Assignment>
The entries should each be set down again precisely.

[Data shown]

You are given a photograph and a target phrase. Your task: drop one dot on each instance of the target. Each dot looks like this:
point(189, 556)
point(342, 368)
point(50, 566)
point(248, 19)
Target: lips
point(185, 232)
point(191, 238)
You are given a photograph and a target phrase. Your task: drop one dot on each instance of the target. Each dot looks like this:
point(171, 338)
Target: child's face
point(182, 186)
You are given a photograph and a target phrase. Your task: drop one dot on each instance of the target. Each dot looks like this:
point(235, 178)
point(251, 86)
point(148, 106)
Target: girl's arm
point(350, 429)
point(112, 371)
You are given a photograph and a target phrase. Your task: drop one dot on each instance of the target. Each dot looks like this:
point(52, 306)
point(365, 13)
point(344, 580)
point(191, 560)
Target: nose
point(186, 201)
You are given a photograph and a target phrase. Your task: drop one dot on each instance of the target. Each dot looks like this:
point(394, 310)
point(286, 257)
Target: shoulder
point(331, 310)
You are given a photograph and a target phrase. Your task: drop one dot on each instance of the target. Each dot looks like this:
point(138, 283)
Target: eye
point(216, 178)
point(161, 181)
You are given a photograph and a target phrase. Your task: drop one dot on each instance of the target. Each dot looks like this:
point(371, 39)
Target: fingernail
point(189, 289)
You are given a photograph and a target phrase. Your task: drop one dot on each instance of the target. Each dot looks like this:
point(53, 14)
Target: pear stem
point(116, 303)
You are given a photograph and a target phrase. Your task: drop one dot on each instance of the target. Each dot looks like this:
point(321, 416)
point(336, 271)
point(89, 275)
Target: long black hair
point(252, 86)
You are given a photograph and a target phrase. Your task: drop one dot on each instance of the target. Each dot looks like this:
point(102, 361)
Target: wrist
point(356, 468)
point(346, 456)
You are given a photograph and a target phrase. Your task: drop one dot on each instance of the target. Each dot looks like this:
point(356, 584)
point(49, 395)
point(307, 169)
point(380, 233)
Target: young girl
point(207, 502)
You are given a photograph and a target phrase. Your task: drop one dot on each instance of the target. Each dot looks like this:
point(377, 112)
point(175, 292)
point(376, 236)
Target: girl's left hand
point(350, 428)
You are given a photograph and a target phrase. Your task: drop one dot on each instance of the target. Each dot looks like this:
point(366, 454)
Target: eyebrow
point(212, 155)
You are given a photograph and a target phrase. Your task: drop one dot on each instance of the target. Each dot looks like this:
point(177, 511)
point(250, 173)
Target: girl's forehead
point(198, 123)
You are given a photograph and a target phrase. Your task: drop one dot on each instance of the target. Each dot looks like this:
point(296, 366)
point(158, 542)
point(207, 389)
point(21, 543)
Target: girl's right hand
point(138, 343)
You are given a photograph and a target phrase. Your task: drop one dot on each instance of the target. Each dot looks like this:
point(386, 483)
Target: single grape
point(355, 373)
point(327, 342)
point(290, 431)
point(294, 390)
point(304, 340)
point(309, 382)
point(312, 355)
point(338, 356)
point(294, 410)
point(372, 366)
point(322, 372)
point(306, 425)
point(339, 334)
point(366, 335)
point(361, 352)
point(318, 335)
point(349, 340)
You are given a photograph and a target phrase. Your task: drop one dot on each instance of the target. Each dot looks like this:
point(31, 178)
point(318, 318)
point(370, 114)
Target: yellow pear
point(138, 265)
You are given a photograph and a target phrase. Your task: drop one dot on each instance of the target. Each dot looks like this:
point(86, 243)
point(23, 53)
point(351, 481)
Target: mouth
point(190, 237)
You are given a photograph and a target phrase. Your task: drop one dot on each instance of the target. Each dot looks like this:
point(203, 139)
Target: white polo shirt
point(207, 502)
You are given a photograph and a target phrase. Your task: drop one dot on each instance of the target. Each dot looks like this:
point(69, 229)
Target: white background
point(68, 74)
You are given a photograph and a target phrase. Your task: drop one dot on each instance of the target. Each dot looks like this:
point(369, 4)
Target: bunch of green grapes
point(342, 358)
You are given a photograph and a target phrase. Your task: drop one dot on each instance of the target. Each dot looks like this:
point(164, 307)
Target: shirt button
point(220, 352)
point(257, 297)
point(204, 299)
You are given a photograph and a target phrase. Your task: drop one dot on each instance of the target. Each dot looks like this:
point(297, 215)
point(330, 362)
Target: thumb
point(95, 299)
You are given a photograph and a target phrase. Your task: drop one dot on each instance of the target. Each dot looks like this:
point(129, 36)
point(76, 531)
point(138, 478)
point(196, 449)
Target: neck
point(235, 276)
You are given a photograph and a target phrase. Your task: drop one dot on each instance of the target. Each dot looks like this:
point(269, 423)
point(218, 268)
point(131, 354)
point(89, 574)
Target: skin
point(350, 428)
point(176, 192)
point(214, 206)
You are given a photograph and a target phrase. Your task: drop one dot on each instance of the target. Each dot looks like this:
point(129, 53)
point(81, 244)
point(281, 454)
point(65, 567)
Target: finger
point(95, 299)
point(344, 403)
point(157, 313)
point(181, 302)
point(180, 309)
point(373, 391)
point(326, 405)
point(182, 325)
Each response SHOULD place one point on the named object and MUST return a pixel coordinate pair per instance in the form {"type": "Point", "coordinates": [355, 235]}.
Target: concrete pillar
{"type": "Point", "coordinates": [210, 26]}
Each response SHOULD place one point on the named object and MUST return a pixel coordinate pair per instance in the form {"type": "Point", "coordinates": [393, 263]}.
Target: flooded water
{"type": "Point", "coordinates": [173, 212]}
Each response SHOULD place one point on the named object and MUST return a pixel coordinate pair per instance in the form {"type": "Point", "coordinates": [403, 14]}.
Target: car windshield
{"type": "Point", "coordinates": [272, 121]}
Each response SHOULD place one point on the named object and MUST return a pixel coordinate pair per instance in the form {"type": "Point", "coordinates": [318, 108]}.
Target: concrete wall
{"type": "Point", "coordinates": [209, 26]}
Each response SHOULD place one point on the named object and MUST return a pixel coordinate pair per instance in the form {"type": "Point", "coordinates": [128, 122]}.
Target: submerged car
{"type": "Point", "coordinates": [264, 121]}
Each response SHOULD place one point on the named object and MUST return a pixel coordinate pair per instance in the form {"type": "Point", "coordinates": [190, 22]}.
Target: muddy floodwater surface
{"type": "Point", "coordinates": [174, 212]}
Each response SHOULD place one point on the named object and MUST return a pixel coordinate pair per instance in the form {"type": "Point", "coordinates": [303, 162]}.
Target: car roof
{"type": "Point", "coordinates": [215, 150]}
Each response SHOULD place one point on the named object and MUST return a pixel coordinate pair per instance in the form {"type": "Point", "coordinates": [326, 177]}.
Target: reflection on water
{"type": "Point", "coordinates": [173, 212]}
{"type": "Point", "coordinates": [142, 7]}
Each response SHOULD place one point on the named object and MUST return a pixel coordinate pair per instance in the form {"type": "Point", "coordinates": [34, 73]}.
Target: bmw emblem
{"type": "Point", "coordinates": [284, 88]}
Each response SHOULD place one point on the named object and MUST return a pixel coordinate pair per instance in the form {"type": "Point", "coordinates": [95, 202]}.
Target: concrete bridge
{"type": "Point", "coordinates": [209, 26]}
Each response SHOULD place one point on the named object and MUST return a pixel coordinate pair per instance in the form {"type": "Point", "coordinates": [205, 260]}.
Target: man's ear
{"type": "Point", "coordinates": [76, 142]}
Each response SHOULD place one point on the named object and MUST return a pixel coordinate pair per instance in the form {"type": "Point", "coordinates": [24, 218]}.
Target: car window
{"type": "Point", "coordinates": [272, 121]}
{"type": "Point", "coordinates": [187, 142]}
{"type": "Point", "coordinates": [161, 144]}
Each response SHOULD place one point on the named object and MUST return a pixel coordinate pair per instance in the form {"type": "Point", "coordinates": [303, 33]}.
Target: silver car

[/Data shown]

Task result>
You are given a photograph and a target phrase. Your task: drop one dot on each instance of the target. Each dot looks like this:
point(189, 556)
point(342, 368)
point(50, 566)
point(248, 19)
Target: lips
point(185, 232)
point(191, 238)
You are given a photograph and a target phrase. Your task: drop one dot on each instance of the target. Each dot looks like this:
point(171, 338)
Target: child's face
point(182, 186)
You are given a photograph and a target phrase. Your task: drop one dot on each instance of the target. Each dot looks like this:
point(235, 178)
point(251, 86)
point(148, 106)
Target: girl's arm
point(350, 429)
point(112, 371)
You are given a photograph and a target phrase. Your task: drop one dot on each instance of the target. Each dot looks like this:
point(52, 306)
point(365, 13)
point(344, 580)
point(191, 560)
Target: nose
point(186, 201)
You are given a photograph and a target phrase. Your task: drop one dot on each instance of the target. Each dot looks like this:
point(394, 310)
point(286, 257)
Target: shoulder
point(331, 310)
You are given a photograph and a target phrase. Your task: drop one dot on each instance of the target. Each dot looks like this:
point(138, 283)
Target: eye
point(216, 178)
point(161, 181)
You are given a photograph and a target phrase. Your task: drop one dot on each instance of the target. Each dot looks like this:
point(371, 39)
Target: fingernail
point(189, 289)
You are given a photograph and a target phrase. Your task: drop one dot on each instance of the target. Each dot looks like this:
point(53, 14)
Target: pear stem
point(116, 303)
You are given a photograph and a target phrase. Your task: drop one dot on each instance of the target. Each dot looks like this:
point(321, 416)
point(336, 271)
point(89, 275)
Target: long black hair
point(252, 86)
You are given a photograph and a target phrase. Your task: drop one dot on each instance of the target. Each dot looks like this:
point(102, 361)
Target: wrist
point(356, 468)
point(346, 456)
You are given a photograph and a target phrase. Your task: drop one dot on each instance of the target. Each dot looks like this:
point(356, 584)
point(49, 395)
point(307, 169)
point(380, 233)
Target: young girl
point(207, 502)
You are given a photograph and a target phrase. Your task: drop one dot on each instance of the target. Each dot looks like this:
point(377, 112)
point(175, 292)
point(376, 236)
Target: girl's left hand
point(350, 428)
You are given a photograph and a target phrase. Your task: drop one dot on each instance of the target. Each dot looks like this:
point(366, 454)
Target: eyebrow
point(212, 155)
You are given a photograph and a target phrase. Your task: drop one dot on each instance of the target. Each dot looks like this:
point(177, 511)
point(250, 173)
Target: girl's forehead
point(198, 123)
You are given a photograph and a target phrase. Your task: drop one dot on each instance of the target. Each dot looks like this:
point(296, 366)
point(158, 542)
point(207, 389)
point(21, 543)
Target: girl's right hand
point(138, 343)
You are given a photograph and a target phrase. Your task: drop one dot on each instance of the target. Each dot looks like this:
point(386, 483)
Target: single grape
point(355, 373)
point(327, 342)
point(290, 431)
point(294, 390)
point(304, 340)
point(309, 382)
point(312, 355)
point(338, 356)
point(294, 410)
point(372, 366)
point(322, 372)
point(306, 425)
point(339, 334)
point(366, 335)
point(361, 352)
point(318, 335)
point(349, 340)
You are given a photograph and a target phrase. Your task: drop one dot on each instance of the target. Each dot looks like this:
point(31, 178)
point(318, 318)
point(370, 114)
Target: yellow pear
point(138, 265)
You are given a photograph and a target phrase. Your task: drop one dot on each instance of the target. Each dot looks like this:
point(86, 243)
point(23, 53)
point(351, 481)
Target: mouth
point(190, 237)
You are given a photograph and a target phrase. Your task: drop one dot on each instance of the target. Each dot looks like this:
point(203, 139)
Target: white polo shirt
point(207, 502)
You are given a photograph and a target phrase. Your task: drop one dot on each instance of the target. Each dot looks like this:
point(69, 229)
Target: white background
point(68, 74)
You are given a photograph and a target phrase. Your task: drop one dot on each instance of the target. Each dot looks like this:
point(369, 4)
Target: bunch of green grapes
point(342, 358)
You are given a photograph and a target phrase. Your task: drop one dot on each instance of the target. Each dot looks like this:
point(164, 307)
Target: shirt button
point(220, 352)
point(257, 297)
point(204, 299)
You are given a photograph and a target phrase. Your task: drop one dot on each instance of the target. Each dot looks like this:
point(297, 215)
point(330, 362)
Target: thumb
point(95, 299)
You are given a photograph and a target phrase. Your task: drop one dot on each instance of the target. Each dot looks like this:
point(129, 36)
point(76, 531)
point(138, 478)
point(196, 449)
Target: neck
point(235, 276)
You are given a photograph and a target phrase. Your task: drop one dot on each instance of the target. Each dot looks like this:
point(269, 423)
point(218, 268)
point(131, 354)
point(89, 574)
Target: skin
point(350, 428)
point(176, 192)
point(214, 206)
You are given a photograph and a target phrase. Your task: drop one dot on each instance of the target. Each dot looks like this:
point(129, 53)
point(81, 244)
point(281, 454)
point(65, 567)
Target: finger
point(95, 299)
point(344, 403)
point(157, 313)
point(181, 302)
point(180, 309)
point(373, 391)
point(326, 405)
point(182, 325)
Each response SHOULD place one point on the named object and MUST return a pixel coordinate pair per instance in the form {"type": "Point", "coordinates": [355, 235]}.
Target: concrete pillar
{"type": "Point", "coordinates": [210, 26]}
Each response SHOULD place one point on the named object and MUST return a pixel coordinate pair per instance in the form {"type": "Point", "coordinates": [393, 263]}.
Target: flooded water
{"type": "Point", "coordinates": [173, 212]}
Each response SHOULD place one point on the named object and MUST return a pixel coordinate pair per instance in the form {"type": "Point", "coordinates": [403, 14]}.
Target: car windshield
{"type": "Point", "coordinates": [272, 121]}
Each response SHOULD place one point on the named object and MUST return a pixel coordinate pair per instance in the form {"type": "Point", "coordinates": [318, 108]}.
Target: concrete wall
{"type": "Point", "coordinates": [209, 26]}
Each response SHOULD place one point on the named object and MUST return a pixel coordinate pair per instance in the form {"type": "Point", "coordinates": [128, 122]}.
Target: submerged car
{"type": "Point", "coordinates": [264, 121]}
Each response SHOULD place one point on the named object and MUST return a pixel coordinate pair per instance in the form {"type": "Point", "coordinates": [190, 22]}.
Target: muddy floodwater surface
{"type": "Point", "coordinates": [174, 212]}
Each response SHOULD place one point on the named object and MUST return a pixel coordinate pair per instance in the form {"type": "Point", "coordinates": [303, 162]}.
Target: car roof
{"type": "Point", "coordinates": [215, 150]}
Each response SHOULD place one point on the named object and MUST return a pixel coordinate pair per instance in the form {"type": "Point", "coordinates": [326, 177]}.
Target: reflection on water
{"type": "Point", "coordinates": [173, 212]}
{"type": "Point", "coordinates": [142, 7]}
Each response SHOULD place one point on the named object and MUST return a pixel coordinate pair per instance in the form {"type": "Point", "coordinates": [34, 73]}.
Target: bmw emblem
{"type": "Point", "coordinates": [284, 88]}
Each response SHOULD place one point on the named object and MUST return a pixel coordinate pair per instance in the form {"type": "Point", "coordinates": [95, 202]}.
Target: concrete bridge
{"type": "Point", "coordinates": [209, 26]}
Each response SHOULD place one point on the named object and MUST return a pixel coordinate pair per instance in the form {"type": "Point", "coordinates": [205, 260]}.
Target: man's ear
{"type": "Point", "coordinates": [76, 142]}
Each response SHOULD place one point on the named object and MUST return a pixel coordinate pair per instance in the form {"type": "Point", "coordinates": [24, 218]}.
Target: car window
{"type": "Point", "coordinates": [272, 121]}
{"type": "Point", "coordinates": [187, 142]}
{"type": "Point", "coordinates": [161, 144]}
Each response SHOULD place one point on the named object and MUST return a pixel coordinate pair per instance in the form {"type": "Point", "coordinates": [303, 33]}.
Target: silver car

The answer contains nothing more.